---------- Document segment

Senator Leahy announced on October 31, 2007 that a committee vote on the nomination was scheduled for Tuesday, November 6. The announcement came a day after Mukasey replied via letter to the committee, to questions and requests for clarification. Leahy and the other nine Democratic committee members had indicated the week before, via letter, to Mukasey that they were "deeply troubled by your refusal to state unequivocally that waterboarding is illegal during your confirmation hearing..." By holding an unusual Oval Office meeting with journalists on November 1, 2007, Bush signaled his concern that the nomination, which was previously judged to be a sure bet, was in peril, primarily over what is and is not considered illegal torture. Mukasey has refused to state an unequivocal legal position on the interrogation technique known as waterboarding (in which water is poured over a rag on the prisoner's face to simulate drowning), and it appears that he was concerned about the potential pursuit of government employees or agents, and their authorizing superiors in American or foreign courts under criminal charges, when responding to the Senate Judiciary committee questions.
In describing the issue's challenges to the Bush administration, the New York Times quoted Scott L. Silliman, director of the Center on Law, Ethics and National Security at Duke University as saying about such court cases, which could ultimately reach the president: "You would ask not just who carried it out, but who specifically approved it." Robert M. Chesney, of Wake Forest University School of Law, and other national security specialists have pointed out that prosecution within the United States, would be impeded by laws adopted since 2005 which permit safe-harbor protections to interrogators for governmentally authorized actions. It is believed that secret Justice Department legal opinions approved waterboarding, and other harsh interrogation techniques.
In 2009, legal ethics complaints were filed against Mukaskey and other Bush administration attorneys for their roles in advocating for torture.

--------------------
---------- Records supplied

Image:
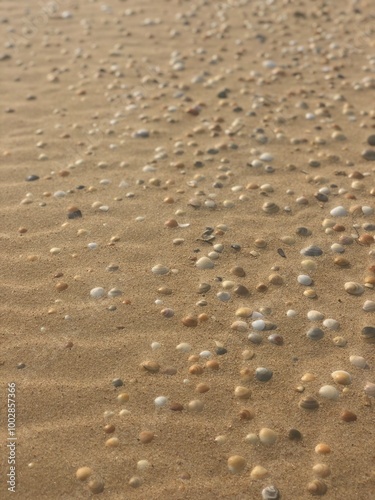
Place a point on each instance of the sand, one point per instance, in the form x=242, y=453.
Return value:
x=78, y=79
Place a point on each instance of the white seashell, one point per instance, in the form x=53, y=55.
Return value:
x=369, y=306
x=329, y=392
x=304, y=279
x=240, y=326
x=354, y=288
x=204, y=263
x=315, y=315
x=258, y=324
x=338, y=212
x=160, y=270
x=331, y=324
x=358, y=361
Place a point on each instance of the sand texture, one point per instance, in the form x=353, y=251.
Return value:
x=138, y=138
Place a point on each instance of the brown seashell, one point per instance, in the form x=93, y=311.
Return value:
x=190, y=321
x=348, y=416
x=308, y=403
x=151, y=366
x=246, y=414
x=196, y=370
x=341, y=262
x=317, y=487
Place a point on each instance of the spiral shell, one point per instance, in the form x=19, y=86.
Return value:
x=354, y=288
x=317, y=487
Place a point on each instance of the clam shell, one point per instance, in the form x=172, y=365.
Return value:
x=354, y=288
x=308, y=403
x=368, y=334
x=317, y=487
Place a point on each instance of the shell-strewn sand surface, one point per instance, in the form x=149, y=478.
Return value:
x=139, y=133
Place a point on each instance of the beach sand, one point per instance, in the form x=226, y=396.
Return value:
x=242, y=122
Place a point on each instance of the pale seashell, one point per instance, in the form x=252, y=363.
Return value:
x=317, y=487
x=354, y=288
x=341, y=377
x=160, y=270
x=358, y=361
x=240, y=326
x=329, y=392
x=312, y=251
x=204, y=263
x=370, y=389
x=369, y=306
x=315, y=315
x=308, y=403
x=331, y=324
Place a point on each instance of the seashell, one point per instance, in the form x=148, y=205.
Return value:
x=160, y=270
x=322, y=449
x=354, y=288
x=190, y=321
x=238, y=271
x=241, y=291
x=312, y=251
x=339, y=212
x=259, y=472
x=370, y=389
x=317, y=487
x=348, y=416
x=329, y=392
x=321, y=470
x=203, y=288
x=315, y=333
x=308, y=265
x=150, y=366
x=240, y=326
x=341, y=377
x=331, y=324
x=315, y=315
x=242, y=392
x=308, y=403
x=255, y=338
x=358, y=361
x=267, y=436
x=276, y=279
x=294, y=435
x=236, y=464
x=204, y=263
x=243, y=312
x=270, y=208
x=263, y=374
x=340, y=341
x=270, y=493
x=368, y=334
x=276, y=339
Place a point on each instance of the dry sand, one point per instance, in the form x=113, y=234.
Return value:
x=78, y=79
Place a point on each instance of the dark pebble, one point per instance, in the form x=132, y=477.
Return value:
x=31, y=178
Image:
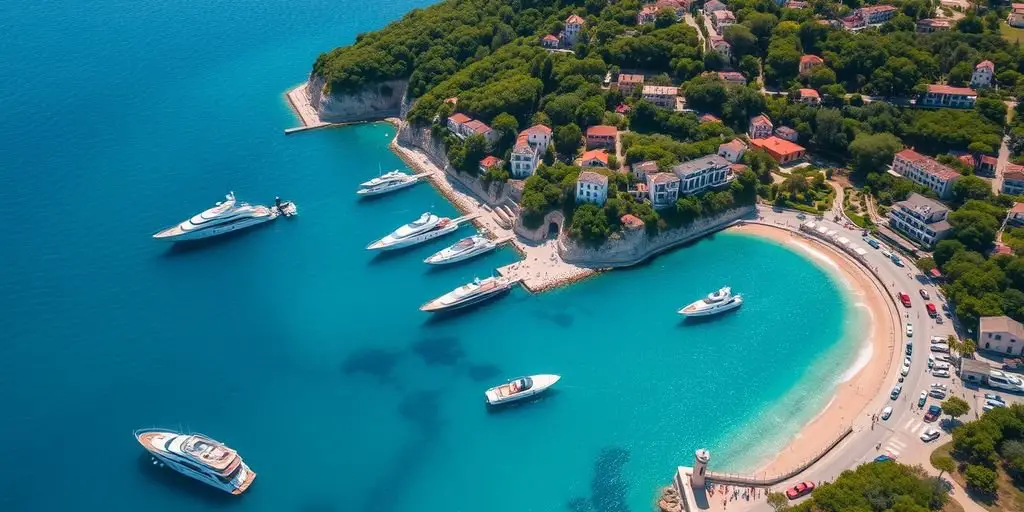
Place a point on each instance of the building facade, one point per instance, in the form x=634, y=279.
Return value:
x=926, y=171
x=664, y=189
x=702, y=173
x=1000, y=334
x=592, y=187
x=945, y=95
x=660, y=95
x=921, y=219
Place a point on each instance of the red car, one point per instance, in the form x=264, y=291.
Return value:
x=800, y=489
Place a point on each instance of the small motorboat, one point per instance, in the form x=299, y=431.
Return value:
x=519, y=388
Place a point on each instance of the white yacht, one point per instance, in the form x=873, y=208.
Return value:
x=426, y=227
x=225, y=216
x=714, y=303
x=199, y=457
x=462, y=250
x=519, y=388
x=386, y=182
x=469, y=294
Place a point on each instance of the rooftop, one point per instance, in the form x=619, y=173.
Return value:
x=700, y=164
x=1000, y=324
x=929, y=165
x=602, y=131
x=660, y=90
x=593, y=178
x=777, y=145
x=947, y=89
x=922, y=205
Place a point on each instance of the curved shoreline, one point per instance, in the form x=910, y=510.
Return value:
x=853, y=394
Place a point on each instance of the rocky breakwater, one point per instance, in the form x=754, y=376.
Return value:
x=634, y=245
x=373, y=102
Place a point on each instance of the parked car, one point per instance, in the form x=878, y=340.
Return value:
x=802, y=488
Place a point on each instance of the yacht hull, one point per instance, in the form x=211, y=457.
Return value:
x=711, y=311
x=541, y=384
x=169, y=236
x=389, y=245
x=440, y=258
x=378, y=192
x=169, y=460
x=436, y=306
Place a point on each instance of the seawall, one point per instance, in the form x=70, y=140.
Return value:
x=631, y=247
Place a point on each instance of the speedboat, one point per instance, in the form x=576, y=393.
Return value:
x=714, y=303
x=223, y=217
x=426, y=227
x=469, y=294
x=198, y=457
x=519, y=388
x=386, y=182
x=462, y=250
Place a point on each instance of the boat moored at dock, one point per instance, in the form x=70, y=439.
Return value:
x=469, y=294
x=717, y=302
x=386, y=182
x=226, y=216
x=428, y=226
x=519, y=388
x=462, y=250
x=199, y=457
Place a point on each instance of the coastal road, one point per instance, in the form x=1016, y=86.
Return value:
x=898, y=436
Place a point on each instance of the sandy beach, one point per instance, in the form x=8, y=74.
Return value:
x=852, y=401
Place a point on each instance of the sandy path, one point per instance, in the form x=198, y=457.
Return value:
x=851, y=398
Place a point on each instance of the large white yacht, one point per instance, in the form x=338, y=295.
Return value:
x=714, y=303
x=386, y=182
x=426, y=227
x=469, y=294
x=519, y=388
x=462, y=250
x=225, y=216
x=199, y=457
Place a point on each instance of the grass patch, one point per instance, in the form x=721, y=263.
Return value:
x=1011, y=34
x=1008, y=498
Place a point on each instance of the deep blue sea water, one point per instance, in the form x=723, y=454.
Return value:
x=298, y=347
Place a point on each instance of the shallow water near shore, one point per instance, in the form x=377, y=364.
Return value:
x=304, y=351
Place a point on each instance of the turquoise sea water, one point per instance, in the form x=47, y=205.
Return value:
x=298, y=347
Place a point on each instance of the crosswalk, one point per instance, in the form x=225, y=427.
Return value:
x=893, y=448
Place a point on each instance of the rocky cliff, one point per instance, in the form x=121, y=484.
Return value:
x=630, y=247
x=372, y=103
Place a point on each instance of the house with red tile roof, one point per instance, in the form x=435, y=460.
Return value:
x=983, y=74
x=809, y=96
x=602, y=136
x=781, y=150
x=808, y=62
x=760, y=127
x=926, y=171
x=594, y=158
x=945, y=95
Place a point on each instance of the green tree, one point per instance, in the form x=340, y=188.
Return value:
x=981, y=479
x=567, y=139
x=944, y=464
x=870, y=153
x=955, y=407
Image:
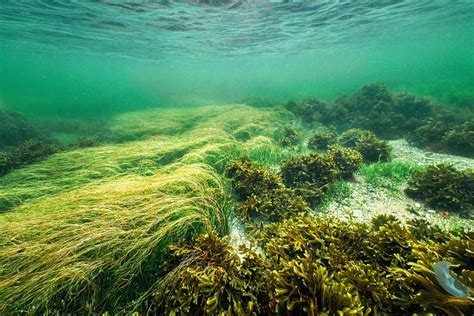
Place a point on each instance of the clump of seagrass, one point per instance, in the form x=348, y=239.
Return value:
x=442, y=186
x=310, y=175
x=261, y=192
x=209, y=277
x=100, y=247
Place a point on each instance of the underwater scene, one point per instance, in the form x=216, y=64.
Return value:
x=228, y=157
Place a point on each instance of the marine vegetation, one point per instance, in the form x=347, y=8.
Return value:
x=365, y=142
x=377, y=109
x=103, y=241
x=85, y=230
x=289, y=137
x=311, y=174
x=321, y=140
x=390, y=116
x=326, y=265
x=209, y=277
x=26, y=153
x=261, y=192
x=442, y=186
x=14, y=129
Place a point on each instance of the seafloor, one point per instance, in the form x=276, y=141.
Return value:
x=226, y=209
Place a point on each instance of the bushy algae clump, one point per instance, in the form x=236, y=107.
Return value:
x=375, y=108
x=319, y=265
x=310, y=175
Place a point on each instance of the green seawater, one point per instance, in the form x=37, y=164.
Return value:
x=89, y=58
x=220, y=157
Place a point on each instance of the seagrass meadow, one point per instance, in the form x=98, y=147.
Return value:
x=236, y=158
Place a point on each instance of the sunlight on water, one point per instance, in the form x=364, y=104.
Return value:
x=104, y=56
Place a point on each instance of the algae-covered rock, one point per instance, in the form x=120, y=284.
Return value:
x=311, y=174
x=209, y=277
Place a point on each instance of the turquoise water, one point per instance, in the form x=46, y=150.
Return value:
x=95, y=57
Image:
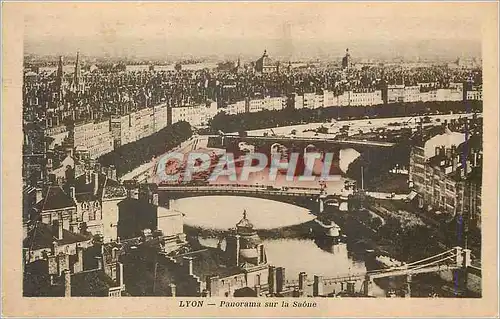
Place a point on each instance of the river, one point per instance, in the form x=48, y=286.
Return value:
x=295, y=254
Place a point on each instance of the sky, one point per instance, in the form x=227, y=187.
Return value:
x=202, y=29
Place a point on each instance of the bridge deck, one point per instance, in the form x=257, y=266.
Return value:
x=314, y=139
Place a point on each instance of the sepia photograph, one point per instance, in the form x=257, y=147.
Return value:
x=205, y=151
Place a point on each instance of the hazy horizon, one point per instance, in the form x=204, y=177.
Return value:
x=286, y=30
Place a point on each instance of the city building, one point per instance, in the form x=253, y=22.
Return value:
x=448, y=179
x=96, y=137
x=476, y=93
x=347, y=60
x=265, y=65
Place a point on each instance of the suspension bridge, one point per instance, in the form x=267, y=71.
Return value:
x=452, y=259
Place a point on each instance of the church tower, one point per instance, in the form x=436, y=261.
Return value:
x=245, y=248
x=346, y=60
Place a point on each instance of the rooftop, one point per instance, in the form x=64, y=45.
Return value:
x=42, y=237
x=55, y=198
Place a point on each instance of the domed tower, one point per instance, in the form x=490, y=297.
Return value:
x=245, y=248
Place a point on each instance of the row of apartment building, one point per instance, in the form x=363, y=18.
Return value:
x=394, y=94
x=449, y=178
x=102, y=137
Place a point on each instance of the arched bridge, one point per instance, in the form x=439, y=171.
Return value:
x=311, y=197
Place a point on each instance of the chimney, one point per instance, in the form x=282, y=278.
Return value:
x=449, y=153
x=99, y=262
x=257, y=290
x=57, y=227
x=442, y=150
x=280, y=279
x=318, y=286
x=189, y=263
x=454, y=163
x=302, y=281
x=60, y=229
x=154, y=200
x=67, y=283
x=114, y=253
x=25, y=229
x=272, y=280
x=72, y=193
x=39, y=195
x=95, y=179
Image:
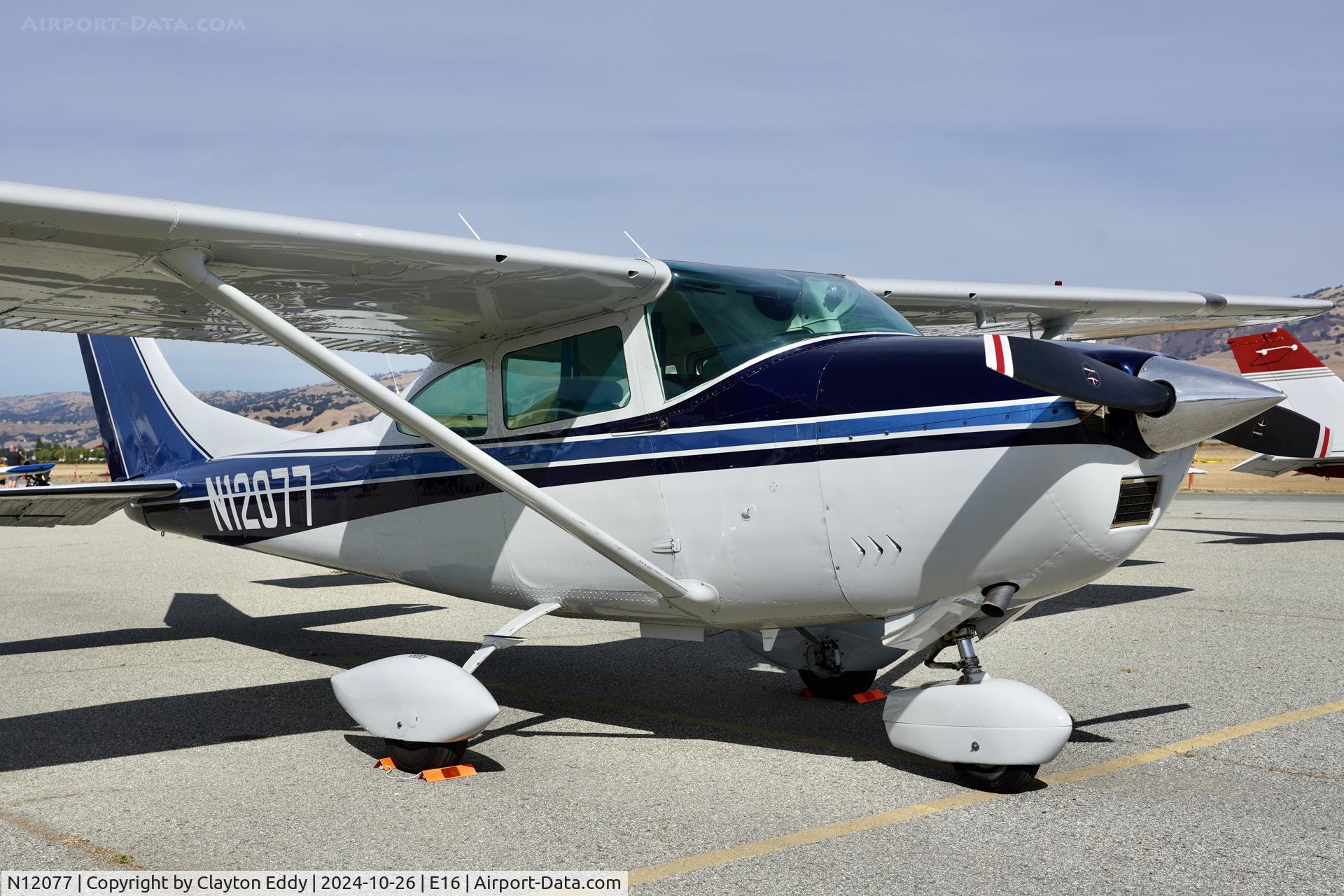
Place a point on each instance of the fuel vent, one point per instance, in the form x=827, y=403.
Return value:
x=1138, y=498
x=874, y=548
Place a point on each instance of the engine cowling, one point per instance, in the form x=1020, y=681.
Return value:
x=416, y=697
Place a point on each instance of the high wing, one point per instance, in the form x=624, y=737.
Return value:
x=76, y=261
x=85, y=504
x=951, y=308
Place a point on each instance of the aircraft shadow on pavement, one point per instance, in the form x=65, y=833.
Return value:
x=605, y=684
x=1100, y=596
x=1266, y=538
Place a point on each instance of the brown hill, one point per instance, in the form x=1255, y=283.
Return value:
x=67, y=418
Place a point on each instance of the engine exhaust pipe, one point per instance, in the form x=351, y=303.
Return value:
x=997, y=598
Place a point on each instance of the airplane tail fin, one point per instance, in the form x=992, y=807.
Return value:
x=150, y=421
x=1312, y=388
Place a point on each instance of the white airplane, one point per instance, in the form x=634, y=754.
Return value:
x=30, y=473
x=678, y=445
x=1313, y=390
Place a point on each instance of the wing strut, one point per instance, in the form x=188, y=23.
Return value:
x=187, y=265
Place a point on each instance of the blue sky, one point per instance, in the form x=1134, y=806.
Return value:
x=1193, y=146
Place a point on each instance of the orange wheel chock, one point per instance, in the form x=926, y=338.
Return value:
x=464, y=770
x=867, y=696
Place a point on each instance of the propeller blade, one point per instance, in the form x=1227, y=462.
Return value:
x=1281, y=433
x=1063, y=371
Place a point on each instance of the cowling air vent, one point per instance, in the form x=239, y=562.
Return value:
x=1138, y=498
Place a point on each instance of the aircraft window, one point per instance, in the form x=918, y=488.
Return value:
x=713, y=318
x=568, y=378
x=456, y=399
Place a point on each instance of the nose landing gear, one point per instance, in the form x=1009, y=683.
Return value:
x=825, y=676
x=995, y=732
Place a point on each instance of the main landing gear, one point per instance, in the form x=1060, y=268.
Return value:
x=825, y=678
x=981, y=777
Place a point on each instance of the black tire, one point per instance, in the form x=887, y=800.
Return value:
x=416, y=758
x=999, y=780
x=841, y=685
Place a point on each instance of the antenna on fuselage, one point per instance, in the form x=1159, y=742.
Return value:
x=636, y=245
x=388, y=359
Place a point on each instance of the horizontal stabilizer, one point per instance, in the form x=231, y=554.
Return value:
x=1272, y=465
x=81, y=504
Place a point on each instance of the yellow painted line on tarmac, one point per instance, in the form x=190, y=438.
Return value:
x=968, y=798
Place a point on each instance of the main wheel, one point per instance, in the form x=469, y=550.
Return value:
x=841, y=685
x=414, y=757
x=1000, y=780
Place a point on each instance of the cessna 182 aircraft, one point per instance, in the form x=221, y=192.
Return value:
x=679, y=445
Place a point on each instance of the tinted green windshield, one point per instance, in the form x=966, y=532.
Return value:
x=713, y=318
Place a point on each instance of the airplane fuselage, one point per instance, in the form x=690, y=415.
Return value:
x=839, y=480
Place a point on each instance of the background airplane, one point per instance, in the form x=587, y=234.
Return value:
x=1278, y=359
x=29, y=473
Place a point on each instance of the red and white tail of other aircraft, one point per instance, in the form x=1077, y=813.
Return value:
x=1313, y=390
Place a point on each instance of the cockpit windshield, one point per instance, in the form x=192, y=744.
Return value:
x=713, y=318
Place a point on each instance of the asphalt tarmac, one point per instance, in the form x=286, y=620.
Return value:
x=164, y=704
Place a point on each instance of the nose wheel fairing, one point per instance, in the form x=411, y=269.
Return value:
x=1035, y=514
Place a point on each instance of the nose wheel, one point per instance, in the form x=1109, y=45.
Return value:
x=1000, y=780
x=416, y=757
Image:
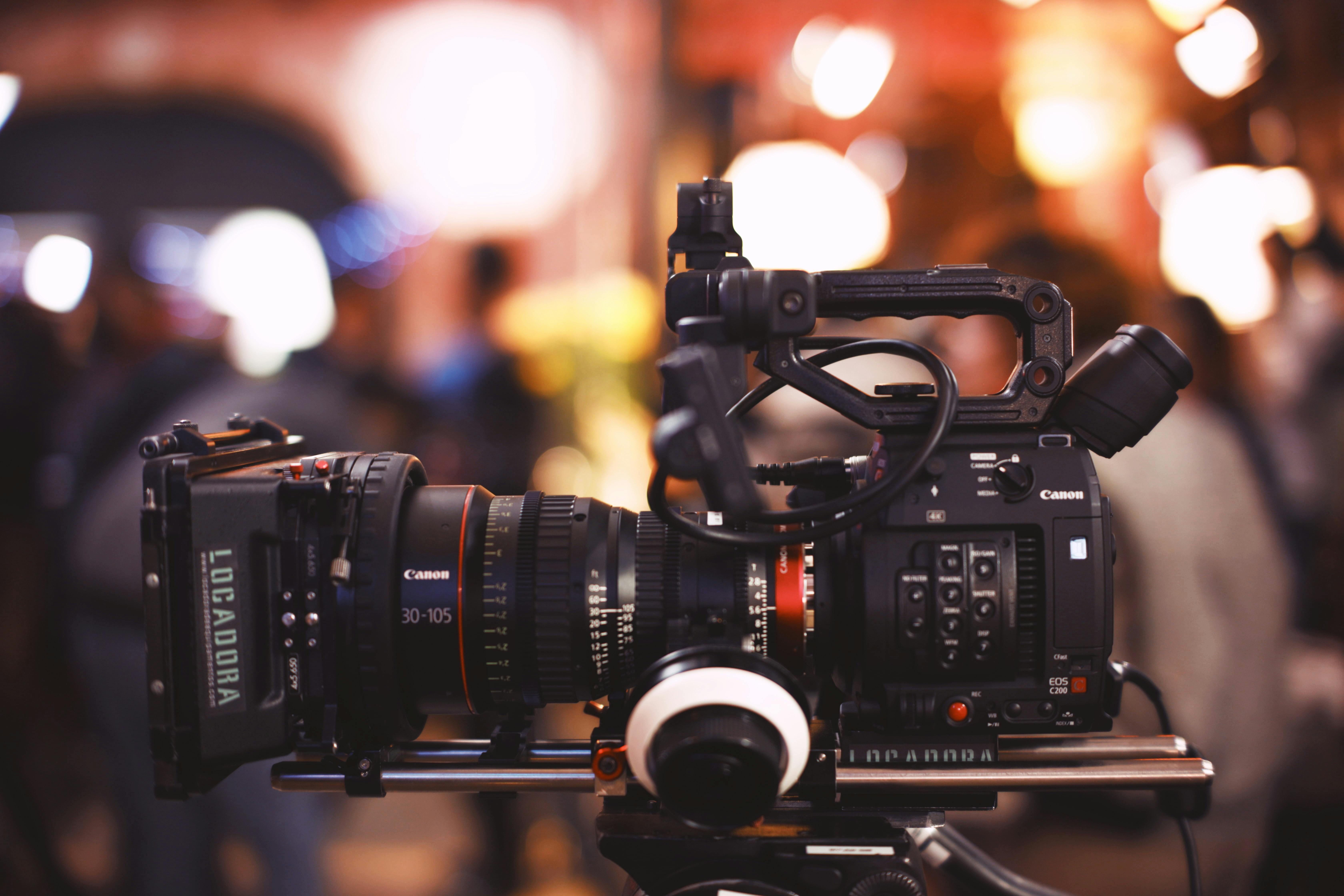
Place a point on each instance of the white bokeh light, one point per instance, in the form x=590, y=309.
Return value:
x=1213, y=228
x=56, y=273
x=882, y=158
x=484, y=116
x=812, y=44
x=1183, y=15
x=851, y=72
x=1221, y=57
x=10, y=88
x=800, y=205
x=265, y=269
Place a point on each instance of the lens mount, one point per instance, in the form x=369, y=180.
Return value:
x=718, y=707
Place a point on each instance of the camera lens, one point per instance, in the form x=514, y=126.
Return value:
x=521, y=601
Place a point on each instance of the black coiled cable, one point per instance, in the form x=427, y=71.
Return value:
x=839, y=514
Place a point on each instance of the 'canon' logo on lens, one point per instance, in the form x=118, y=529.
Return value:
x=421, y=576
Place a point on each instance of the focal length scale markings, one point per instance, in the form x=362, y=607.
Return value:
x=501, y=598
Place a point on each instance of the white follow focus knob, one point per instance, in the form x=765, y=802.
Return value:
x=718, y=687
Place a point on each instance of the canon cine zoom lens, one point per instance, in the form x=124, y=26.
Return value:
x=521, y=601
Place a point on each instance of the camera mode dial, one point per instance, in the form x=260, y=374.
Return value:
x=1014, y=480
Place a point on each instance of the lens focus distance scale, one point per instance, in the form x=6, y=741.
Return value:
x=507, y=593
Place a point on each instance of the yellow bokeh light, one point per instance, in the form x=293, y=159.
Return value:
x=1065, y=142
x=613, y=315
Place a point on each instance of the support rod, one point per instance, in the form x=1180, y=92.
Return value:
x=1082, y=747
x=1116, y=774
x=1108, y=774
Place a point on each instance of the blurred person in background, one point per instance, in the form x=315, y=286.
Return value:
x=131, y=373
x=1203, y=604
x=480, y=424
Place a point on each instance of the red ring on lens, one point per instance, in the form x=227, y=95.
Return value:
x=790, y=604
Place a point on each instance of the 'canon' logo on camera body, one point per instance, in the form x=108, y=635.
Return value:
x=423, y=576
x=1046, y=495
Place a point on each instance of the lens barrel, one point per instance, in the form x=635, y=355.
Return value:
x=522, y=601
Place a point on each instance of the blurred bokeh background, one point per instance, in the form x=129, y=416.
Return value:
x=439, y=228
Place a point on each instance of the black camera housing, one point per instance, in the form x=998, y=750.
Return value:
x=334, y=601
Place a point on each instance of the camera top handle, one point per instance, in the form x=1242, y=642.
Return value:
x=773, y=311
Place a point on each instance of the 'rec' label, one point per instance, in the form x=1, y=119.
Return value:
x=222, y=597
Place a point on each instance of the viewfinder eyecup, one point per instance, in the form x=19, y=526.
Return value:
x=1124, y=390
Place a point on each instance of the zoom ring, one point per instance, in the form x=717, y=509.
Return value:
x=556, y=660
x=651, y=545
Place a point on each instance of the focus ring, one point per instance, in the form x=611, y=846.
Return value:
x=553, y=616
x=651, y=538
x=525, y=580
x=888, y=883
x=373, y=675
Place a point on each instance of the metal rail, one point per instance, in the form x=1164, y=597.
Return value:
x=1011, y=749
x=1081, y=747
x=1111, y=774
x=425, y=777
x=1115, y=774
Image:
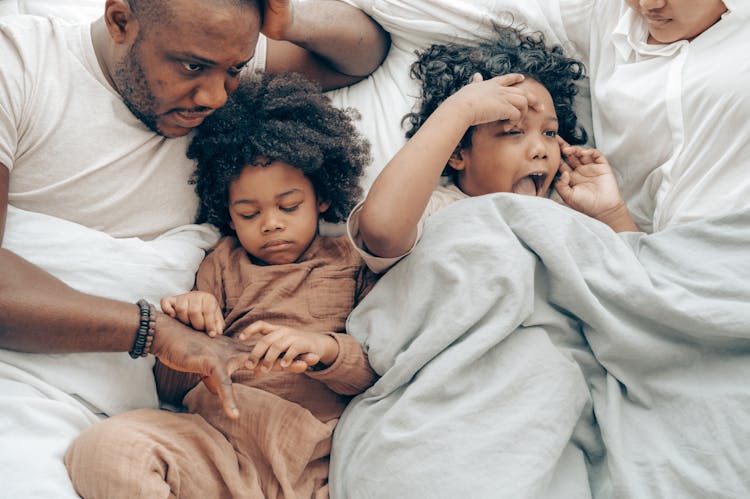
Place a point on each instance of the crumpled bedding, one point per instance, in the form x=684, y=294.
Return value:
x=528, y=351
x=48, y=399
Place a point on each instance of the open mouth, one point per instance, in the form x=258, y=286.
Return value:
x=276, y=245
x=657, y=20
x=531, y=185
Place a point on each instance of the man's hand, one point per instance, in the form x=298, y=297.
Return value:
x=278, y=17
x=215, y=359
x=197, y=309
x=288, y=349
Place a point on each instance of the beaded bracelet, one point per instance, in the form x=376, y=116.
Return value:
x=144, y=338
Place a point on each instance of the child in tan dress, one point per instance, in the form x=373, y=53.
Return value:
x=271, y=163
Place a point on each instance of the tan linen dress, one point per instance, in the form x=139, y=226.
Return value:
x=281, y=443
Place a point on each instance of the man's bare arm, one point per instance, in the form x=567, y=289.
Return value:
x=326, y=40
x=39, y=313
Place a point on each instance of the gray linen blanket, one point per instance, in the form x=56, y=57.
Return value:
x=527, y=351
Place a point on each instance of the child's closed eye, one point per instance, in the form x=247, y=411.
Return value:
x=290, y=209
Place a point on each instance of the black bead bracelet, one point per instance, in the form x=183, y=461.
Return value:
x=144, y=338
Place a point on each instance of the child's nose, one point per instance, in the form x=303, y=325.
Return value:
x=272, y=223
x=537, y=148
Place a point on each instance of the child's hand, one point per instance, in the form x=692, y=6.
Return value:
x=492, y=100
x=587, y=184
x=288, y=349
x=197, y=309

--------------------

Tasks and exercises:
(1) List every person the passage on the Mukasey nomination mentions by name.
(2) Reproduce the part of the passage on the Mukasey nomination that opens with the words containing "In describing the" and closes with "harsh interrogation techniques.".

Answers given:
(1) Leahy, Mukasey, Bush, Scott L. Silliman, Robert M. Chesney

(2)
In describing the issue's challenges to the Bush administration, the New York Times quoted Scott L. Silliman, director of the Center on Law, Ethics and National Security at Duke University as saying about such court cases, which could ultimately reach the president: "You would ask not just who carried it out, but who specifically approved it." Robert M. Chesney, of Wake Forest University School of Law, and other national security specialists have pointed out that prosecution within the United States, would be impeded by laws adopted since 2005 which permit safe-harbor protections to interrogators for governmentally authorized actions. It is believed that secret Justice Department legal opinions approved waterboarding, and other harsh interrogation techniques.